Reproduce every line of the listing below word for word, omitting the pictures.
## BEGIN Material supplied
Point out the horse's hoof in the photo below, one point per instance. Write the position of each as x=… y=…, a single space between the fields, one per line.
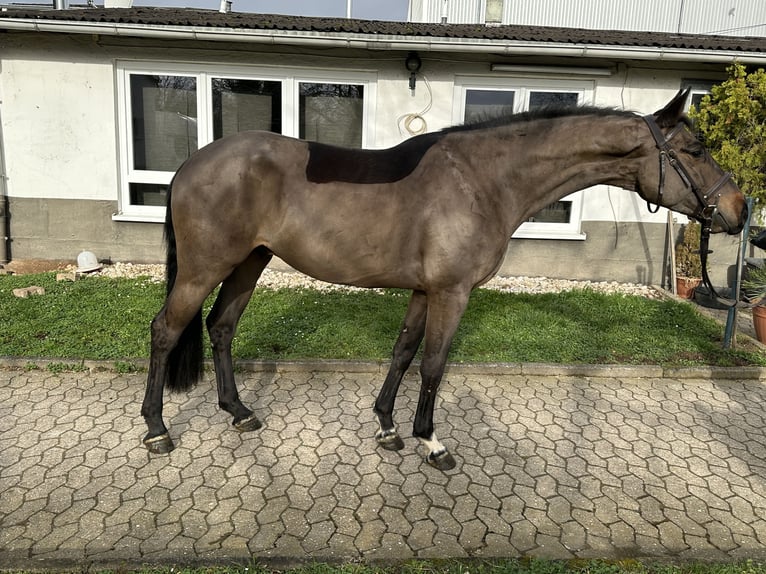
x=389 y=440
x=160 y=444
x=247 y=424
x=441 y=460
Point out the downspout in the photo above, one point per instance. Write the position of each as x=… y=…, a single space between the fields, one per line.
x=5 y=234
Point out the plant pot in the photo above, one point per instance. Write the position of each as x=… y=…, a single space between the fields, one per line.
x=759 y=322
x=685 y=286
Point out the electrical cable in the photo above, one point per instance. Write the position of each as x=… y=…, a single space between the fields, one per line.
x=410 y=121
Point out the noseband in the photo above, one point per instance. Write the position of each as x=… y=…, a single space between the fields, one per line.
x=708 y=200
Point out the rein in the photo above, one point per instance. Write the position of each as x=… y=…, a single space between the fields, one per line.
x=707 y=208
## END Material supplied
**Full response:**
Point out the horse's hoof in the photo below, one point per instance. Write the position of each as x=… y=…, a single space between the fields, one per line.
x=389 y=440
x=160 y=444
x=247 y=424
x=441 y=460
Point out the downspout in the photo above, one point per instance. Write the position of each as x=… y=…, a single space between the fields, one per line.
x=5 y=234
Point out the plant pot in the photo above, one point per instance. Write the position of each as x=… y=…, a single space between the fields, one per line.
x=759 y=322
x=685 y=286
Point out the electrical cable in the photo above, one point per instance. Write the position of each as x=… y=…, a single space between the fields, one per line.
x=410 y=121
Point out the noseband in the photo above, one point per instance. Write the position of each as x=… y=…, a single space between the fields, one per line.
x=708 y=200
Point out the rein in the photo above, one point per instance. Write the position of each as x=… y=…, a single space between the fields, one per line.
x=707 y=208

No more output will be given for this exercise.